-- start Provided passage --
The scheduler handles SIGTERM/SIGINT for graceful shutdown:

Stops accepting new jobs
Waits for running jobs to complete
Saves state
Exits cleanly

# Graceful stop
sudo systemctl stop rockfish-detect

# Or with kill
kill -TERM $(pgrep rockfish_detect)

State Management

The scheduler maintains state to avoid redundant work:

Sample State

Tracks which dates have been sampled:

s3://<bucket>/<observation>/sample/.state.json

Skip already-sampled dates on restart.

Score State

Tracks last scored timestamp:

s3://<bucket>/<observation>/score/.state.json

Resume scoring from last checkpoint.

Reset State

# Clear sample state
rockfish_detect -c config.yaml sample --clear

# Force rescore
rockfish_detect -c config.yaml score --since 2025-01-01T00:00:00Z

Monitoring

Log Output

logging:
  level: info
  file: /var/log/rockfish/detect.log

Log levels:

error - Errors only
warn - Warnings and errors
info - Normal operation (default)
debug - Detailed operation
trace - Very verbose

Health Check

# Validate configuration
rockfish_detect -c config.yaml validate

# Test S3 connectivity
rockfish_detect -c config.yaml test-s3

# Check license
rockfish_detect -c config.yaml license

Metrics to Monitor

Metric	Description
Sample job duration	Time to complete sampling
Train job duration	Time to complete training
Flows sampled	Number of flows per sample run
Anomalies detected	High-severity anomalies per day
S3 errors	Failed S3 operations

Multi-Instance Deployment

For high availability or distributed processing:

Separate Responsibilities

# Instance 1: Sampling and training
rockfish_detect -c config-train.yaml run

# Instance 2: Scoring only
rockfish_detect -c config-score.yaml score --continuous

Shared State

All instances read/write to the same S3 bucket. State files prevent duplicate work.

Protocol Distribution

# Instance 1: TCP
rockfish_detect -c config.yaml run -p tcp

# Instance 2: UDP
rockfish_detect -c config.yaml run -p udp

Troubleshooting

Job Not Running

Check system time (UTC)
Verify schedule configuration
Check logs for errors

Job Failing

# Run manually with verbose output
rockfish_detect -c config.yaml -vv auto

High Memory Usage

Reduce sample_percent
Process protocols sequentially
Limit sample_days

Slow Jobs

Enable parallel_protocols: true
Use faster S3 storage
Increase hardware resources

Parquet Schema

Rockfish exports flow data in Apache Parquet format with IPFIX-compliant field naming. The schema varies by license tier.
-- end Provided passage --
▸ Objectives:
**A.** Answer these from the rockfish_detect documentation, one answer per line, marked the same way:
(i) At what path is the record of already-sampled dates kept?
(ii) Which log level is the default?
(iii) What command tests S3 connectivity?
**B.** Name every log level listed in the rockfish_detect documentation.
**C.** Write the next part of the rockfish_detect documentation, picking up after its final sentence about the Parquet schema.
The lines that come after this text are not needed for anything here.
-- start Data listing --
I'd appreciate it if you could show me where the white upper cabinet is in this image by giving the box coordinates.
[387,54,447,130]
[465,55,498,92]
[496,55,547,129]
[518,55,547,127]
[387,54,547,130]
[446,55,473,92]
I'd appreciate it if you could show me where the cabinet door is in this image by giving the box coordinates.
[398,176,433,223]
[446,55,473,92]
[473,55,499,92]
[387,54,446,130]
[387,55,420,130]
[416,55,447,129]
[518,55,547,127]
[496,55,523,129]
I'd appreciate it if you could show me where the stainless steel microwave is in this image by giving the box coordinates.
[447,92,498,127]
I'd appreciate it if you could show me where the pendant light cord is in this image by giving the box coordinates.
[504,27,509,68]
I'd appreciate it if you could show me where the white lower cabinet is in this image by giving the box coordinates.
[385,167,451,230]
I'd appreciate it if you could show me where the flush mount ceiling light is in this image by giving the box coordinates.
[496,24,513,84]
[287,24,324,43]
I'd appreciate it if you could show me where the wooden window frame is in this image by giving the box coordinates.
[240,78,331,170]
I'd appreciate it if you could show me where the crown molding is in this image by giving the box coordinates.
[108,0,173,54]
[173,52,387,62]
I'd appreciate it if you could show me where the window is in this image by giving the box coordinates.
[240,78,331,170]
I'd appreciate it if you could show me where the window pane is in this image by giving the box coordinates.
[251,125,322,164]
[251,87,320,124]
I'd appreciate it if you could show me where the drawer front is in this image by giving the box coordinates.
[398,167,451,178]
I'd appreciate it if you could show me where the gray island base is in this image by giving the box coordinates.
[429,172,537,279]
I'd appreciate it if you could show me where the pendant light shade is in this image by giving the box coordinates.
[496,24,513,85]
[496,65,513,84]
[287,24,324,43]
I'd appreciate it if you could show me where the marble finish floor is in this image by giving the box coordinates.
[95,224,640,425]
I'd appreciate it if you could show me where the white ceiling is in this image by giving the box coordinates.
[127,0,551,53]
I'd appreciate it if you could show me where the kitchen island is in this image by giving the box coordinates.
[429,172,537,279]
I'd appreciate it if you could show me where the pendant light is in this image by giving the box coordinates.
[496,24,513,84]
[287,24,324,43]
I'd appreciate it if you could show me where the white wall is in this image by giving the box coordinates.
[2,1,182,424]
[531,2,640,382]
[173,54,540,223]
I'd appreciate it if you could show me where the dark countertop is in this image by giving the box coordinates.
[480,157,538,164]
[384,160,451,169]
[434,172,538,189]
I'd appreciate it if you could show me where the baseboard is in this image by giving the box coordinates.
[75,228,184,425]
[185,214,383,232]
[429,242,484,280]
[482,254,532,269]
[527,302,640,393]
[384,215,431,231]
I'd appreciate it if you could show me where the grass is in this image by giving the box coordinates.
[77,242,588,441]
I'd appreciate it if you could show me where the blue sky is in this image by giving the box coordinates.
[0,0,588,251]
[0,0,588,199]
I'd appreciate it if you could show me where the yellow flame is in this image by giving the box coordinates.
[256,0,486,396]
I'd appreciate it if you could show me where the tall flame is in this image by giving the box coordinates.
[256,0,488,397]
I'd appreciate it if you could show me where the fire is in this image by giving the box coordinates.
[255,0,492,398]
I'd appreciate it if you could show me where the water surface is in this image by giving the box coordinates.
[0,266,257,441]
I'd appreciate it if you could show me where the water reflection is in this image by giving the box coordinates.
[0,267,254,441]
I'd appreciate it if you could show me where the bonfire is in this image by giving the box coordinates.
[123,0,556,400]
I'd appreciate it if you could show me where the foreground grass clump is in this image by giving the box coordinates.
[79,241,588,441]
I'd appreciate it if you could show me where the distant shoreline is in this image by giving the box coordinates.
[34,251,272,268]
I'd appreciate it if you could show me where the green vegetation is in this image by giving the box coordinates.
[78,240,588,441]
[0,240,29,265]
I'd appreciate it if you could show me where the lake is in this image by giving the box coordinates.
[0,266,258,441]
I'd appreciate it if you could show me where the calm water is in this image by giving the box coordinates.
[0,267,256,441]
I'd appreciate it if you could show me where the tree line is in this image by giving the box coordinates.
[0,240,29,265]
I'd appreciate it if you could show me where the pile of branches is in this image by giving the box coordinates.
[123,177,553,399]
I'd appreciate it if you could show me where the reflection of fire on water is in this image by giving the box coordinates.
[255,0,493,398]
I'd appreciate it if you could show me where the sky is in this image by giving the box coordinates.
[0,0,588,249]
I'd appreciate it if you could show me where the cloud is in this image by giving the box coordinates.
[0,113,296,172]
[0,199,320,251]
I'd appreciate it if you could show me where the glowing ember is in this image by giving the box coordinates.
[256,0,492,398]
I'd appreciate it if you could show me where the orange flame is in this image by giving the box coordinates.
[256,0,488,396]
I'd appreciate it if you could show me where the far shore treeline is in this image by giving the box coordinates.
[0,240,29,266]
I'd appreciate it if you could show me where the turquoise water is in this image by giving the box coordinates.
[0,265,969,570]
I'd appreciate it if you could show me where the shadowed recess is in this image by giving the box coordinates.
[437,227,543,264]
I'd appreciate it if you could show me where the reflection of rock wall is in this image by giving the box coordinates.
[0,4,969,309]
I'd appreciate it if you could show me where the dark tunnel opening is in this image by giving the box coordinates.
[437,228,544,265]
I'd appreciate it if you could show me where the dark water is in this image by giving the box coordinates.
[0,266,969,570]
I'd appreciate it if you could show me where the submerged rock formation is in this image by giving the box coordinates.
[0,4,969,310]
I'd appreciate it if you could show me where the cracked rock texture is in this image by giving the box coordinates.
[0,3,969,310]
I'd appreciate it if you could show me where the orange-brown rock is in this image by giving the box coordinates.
-- end Data listing --
▸ In response:
**A.**
(i) s3://<bucket>/<observation>/sample/.state.json
(ii) info
(iii) rockfish_detect -c config.yaml test-s3

**B.** error, warn, info, debug, trace

**C.**
Schema by Tier

Tier	Schema Version	Fields	Key Features
Community	v1	44	Basic flow fields
Basic	v1	54	+ nDPI detection, GeoIP (country, city, ASN)
Professional	v2	60	+ GeoIP AS org, nDPI fingerprints
Enterprise	v2	63+	+ Anomaly scores, ML predictions

Community Schema (44 Fields)

Basic flow capture with core network fields.

#	Field	Type	Description
1	version	UInt16	Schema version (1)
2	flowid	String	Unique flow UUID
3	obname	String	Observation domain name
4	stime	Timestamp	Flow start time (UTC)
5	etime	Timestamp	Flow end time (UTC)
6	dur	UInt32	Duration (milliseconds)
7	rtt	UInt32	Round-trip time (microseconds)
8	pcr	Int32	Producer-consumer ratio
9	proto	String	Protocol (TCP, UDP, ICMP)
10	saddr	String	Source IP address
11	daddr	String	Destination IP address
12	sport	UInt16	Source port
13	dport	UInt16	Destination port
14	iflags	String	Initial TCP flags
15	uflags	String	Union of all TCP flags
16	stcpseq	UInt32	Source initial TCP sequence
17	dtcpseq	UInt32	Dest initial TCP sequence
18	svlan	UInt16	Source VLAN ID
19	dvlan	UInt16	Destination VLAN ID
20	spkts	UInt64	Source packet count
21	dpkts	UInt64	Destination packet count
22	sbytes	UInt64	Source byte count
23	dbytes	UInt64	Destination byte count
24	sentropy	UInt8	Source payload entropy (0-255)
25	dentropy	UInt8	Destination payload entropy
26	ssmallpktcnt	UInt32	Source small packets (<60 bytes)
27	dsmallpktcnt	UInt32	Dest small packets
28	slargepktcnt	UInt32	Source large packets (>225 bytes)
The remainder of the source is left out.